* _Required task_: Rewrite every line of the material below as a numbered list, skipping blank lines and leaving out the pictures.

· · · · · · ·

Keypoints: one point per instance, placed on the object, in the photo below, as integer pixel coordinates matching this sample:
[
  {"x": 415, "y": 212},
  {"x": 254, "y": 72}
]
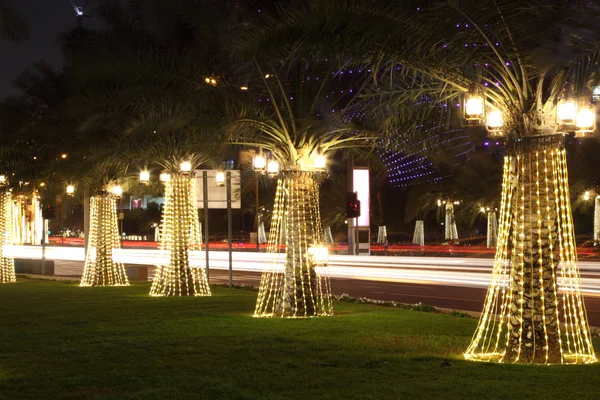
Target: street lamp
[
  {"x": 319, "y": 254},
  {"x": 117, "y": 191},
  {"x": 273, "y": 168},
  {"x": 261, "y": 166},
  {"x": 220, "y": 178},
  {"x": 319, "y": 161},
  {"x": 259, "y": 162}
]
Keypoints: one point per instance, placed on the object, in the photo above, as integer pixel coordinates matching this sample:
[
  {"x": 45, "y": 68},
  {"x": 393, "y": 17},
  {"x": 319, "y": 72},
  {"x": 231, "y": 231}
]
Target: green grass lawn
[{"x": 59, "y": 341}]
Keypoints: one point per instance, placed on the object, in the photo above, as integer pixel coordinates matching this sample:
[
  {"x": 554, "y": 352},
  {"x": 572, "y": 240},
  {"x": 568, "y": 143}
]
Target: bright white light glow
[
  {"x": 259, "y": 162},
  {"x": 145, "y": 176},
  {"x": 585, "y": 118},
  {"x": 164, "y": 177},
  {"x": 185, "y": 166},
  {"x": 566, "y": 112},
  {"x": 474, "y": 106},
  {"x": 495, "y": 119},
  {"x": 462, "y": 272},
  {"x": 117, "y": 191},
  {"x": 273, "y": 168}
]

· · · · · · ·

* _Response to the task_:
1. Keypoints: one point per instance, placed on the object, in the photo below, as integer pixel coordinates matching this sample:
2. [
3.   {"x": 415, "y": 212},
4.   {"x": 254, "y": 72}
5. ]
6. Target: street lamp
7. [
8.   {"x": 319, "y": 254},
9.   {"x": 117, "y": 191},
10.   {"x": 273, "y": 168},
11.   {"x": 261, "y": 166},
12.   {"x": 220, "y": 178},
13.   {"x": 319, "y": 161},
14.   {"x": 259, "y": 162}
15. ]
16. Keypoints: one point per instance, placed on the object, in the photo above, as integer pixel coordinates matching this sample:
17. [
18.   {"x": 45, "y": 68},
19.   {"x": 393, "y": 17},
20.   {"x": 319, "y": 72},
21.   {"x": 231, "y": 231}
22. ]
23. Target: green grass lawn
24. [{"x": 59, "y": 341}]
25. Keypoints: one point per instance, placed on the object, in the photo above, as integer pixel coordinates matching this sample:
26. [
27.   {"x": 554, "y": 352},
28.   {"x": 572, "y": 240},
29.   {"x": 568, "y": 143}
30. ]
31. Target: bright white light glow
32. [
33.   {"x": 259, "y": 162},
34.   {"x": 145, "y": 176},
35.   {"x": 585, "y": 118},
36.   {"x": 164, "y": 177},
37.   {"x": 185, "y": 166},
38.   {"x": 566, "y": 112},
39.   {"x": 474, "y": 106},
40.   {"x": 495, "y": 119},
41.   {"x": 462, "y": 272},
42.   {"x": 117, "y": 191},
43.   {"x": 273, "y": 168}
44. ]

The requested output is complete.